Passage to read below:

Dr. Barbara Antoniazzi
Alumna
14195 Berlin
Wayward Femininity: Progressivism, Prostitution and Performance in America (1888-1917)
Dissertation in Culture
Mentoring team:
First supervisor: Prof. Dr. Winfried Fluck
Second supervisor: Prof. Dr. Ursula Lehmkuhl
Third supervisor: Prof. Dr. Laura Bieger
This dissertation takes a fresh look at the Progressive Era, recasting the turn-of-the-century debate on gender roles and prostitution. Recapitulating and transcending extant studies on female delinquency, prostitution literature, and progressive womanhood, this work understands “female waywardness” as the critical intersection between the rise of female emancipation and the panic inspired by the period’s obsession with sexual enslavement. Concurrently, it explores the progressive ambivalence about compassion and control which unfolded alongside a war on prostitution that traversed the realms of law, medicine, literature, and politics. Drawing on theories of perfor-mativity, I develop “the wayward woman” as a capacious analytical category that encompasses all women who, countering the residual injunction of domesticity, brought new forms of femininity into the light of the public sphere: not only the activist, the professional, and the divorcee, but also the female breadwinner, the charity girl, and the urban woman of color, among many others. This book investigates the continuum of waywardness that stretches from the high-minded New Woman to the ever-victimized “white slave” as a cultural battlefield where numerous women stepped across the boundaries of class, race, and respectability to claim new public personas. At the same time it reads the preoccupation with sexual slavery both as a symptom of and an antidote to this wave of change. Through an innovating collection of sources which bring together sociological writings, novels, plays, movies, and legal documents, this work rearticulates the tensions of the Progressive Era between gender roles, blackness and whiteness, reformers and reformed, the citizens and the state. It will be of much interest to students and scholars in the fields of American studies, women’s studies, and performance studies.

End of Passage to read.
Records below:

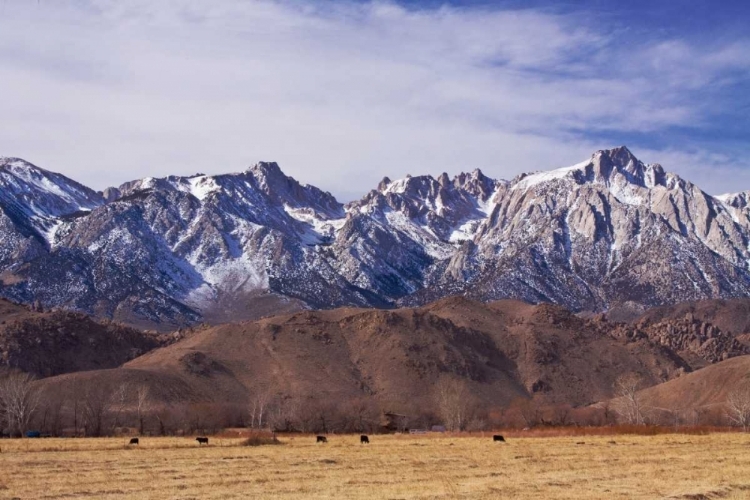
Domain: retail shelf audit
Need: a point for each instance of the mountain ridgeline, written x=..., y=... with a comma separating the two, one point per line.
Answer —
x=182, y=250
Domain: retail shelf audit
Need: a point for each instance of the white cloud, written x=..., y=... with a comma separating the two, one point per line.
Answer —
x=340, y=94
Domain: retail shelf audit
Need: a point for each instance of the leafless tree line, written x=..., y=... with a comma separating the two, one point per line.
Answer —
x=87, y=409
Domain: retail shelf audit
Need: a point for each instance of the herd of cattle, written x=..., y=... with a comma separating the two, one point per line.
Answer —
x=363, y=439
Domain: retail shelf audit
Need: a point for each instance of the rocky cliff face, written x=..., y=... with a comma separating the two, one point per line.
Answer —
x=609, y=230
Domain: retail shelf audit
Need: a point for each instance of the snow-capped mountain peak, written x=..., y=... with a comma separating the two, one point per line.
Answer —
x=607, y=230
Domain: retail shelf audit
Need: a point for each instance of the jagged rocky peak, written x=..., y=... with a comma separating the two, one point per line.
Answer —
x=617, y=168
x=286, y=190
x=39, y=192
x=737, y=200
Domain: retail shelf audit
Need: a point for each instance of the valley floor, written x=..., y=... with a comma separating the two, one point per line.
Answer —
x=391, y=467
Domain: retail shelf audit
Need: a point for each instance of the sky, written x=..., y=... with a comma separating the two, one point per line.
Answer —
x=343, y=93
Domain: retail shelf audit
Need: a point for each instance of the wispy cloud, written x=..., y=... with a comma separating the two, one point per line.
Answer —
x=343, y=93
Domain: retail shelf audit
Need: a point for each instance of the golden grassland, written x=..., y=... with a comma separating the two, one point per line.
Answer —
x=391, y=467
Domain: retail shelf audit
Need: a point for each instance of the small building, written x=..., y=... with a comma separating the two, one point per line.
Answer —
x=395, y=422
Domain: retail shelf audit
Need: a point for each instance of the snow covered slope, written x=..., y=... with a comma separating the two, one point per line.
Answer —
x=178, y=249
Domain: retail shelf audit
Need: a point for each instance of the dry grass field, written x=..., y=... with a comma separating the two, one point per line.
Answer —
x=392, y=467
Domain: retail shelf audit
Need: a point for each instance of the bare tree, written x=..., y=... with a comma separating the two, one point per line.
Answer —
x=119, y=401
x=258, y=408
x=18, y=401
x=452, y=399
x=628, y=404
x=738, y=405
x=97, y=405
x=142, y=405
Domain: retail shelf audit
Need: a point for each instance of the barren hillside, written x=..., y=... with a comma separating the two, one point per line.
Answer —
x=502, y=350
x=56, y=342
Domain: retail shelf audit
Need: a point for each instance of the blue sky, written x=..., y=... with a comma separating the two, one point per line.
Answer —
x=342, y=93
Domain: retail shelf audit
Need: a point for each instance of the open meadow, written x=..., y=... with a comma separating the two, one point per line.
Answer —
x=391, y=467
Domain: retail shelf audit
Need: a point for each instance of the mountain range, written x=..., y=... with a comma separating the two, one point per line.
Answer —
x=608, y=234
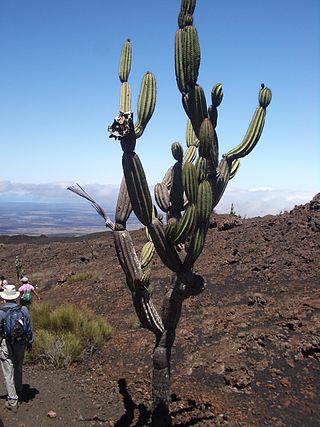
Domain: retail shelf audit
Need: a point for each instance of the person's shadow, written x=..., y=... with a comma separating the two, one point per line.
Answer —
x=145, y=415
x=28, y=393
x=129, y=405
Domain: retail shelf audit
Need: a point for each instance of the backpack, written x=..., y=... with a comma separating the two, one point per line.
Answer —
x=13, y=326
x=27, y=296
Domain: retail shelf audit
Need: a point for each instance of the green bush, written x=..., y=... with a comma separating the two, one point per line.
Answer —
x=65, y=334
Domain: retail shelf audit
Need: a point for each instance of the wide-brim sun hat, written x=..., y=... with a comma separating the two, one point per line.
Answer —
x=9, y=293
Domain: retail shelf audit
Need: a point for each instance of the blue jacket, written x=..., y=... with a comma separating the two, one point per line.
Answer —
x=26, y=314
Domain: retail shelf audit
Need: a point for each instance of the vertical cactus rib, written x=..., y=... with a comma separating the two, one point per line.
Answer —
x=125, y=62
x=180, y=63
x=191, y=138
x=177, y=151
x=127, y=257
x=137, y=187
x=176, y=191
x=191, y=55
x=206, y=138
x=146, y=102
x=125, y=97
x=186, y=11
x=195, y=106
x=162, y=197
x=234, y=168
x=123, y=207
x=190, y=181
x=265, y=96
x=251, y=137
x=165, y=250
x=146, y=254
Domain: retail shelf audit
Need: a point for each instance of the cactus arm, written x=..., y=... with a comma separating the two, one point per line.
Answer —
x=255, y=128
x=123, y=207
x=82, y=193
x=125, y=61
x=146, y=103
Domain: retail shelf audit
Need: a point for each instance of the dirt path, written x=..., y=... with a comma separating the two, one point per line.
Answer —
x=56, y=391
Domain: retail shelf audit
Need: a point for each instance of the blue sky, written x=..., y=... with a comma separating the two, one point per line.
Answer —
x=59, y=89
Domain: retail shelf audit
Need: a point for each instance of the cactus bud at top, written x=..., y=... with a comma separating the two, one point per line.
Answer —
x=125, y=62
x=216, y=95
x=265, y=96
x=177, y=151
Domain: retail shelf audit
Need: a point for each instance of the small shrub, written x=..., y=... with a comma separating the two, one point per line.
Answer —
x=65, y=334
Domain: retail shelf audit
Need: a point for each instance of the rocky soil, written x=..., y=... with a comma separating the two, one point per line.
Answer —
x=247, y=350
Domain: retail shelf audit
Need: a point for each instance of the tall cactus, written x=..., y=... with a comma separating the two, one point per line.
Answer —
x=187, y=195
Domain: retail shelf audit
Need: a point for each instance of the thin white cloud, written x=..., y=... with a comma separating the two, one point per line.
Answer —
x=262, y=201
x=246, y=202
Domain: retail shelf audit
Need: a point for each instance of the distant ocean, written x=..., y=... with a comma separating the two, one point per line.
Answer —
x=38, y=218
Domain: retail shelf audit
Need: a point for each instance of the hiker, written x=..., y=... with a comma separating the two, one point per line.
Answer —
x=26, y=290
x=3, y=283
x=16, y=337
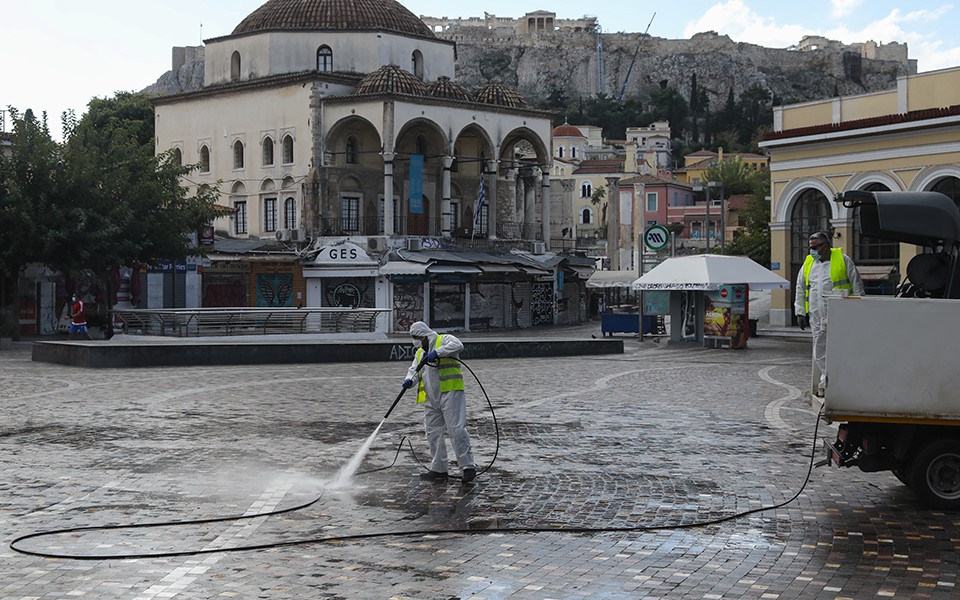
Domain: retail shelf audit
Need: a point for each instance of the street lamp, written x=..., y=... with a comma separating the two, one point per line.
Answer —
x=723, y=235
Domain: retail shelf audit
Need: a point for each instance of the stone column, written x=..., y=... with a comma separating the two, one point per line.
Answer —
x=528, y=219
x=545, y=205
x=445, y=220
x=613, y=222
x=388, y=217
x=388, y=156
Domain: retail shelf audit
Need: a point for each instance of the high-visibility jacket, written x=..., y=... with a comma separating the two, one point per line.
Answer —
x=838, y=275
x=451, y=375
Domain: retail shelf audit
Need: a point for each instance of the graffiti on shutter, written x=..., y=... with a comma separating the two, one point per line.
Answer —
x=541, y=303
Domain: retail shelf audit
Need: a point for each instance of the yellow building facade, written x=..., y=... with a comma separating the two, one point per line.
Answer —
x=904, y=139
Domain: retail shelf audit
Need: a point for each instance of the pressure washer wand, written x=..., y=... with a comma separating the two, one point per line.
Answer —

End of Records.

● What is required:
Decide whether each statement below agrees with the dissertation summary on wayward femininity. For each one, answer yes or no and quote the words of the summary that settle it.
1. The second supervisor of the dissertation is Prof. Dr. Laura Bieger.
2. The study's sources include movies.
3. The period the study examines ends in 1917.

● Exercise result:
1. No: "Second supervisor: Prof. Dr. Ursula Lehmkuhl"
2. Yes: "sociological writings, novels, plays, movies, and legal documents"
3. Yes: "Wayward Femininity: Progressivism, Prostitution and Performance in America (1888-1917)"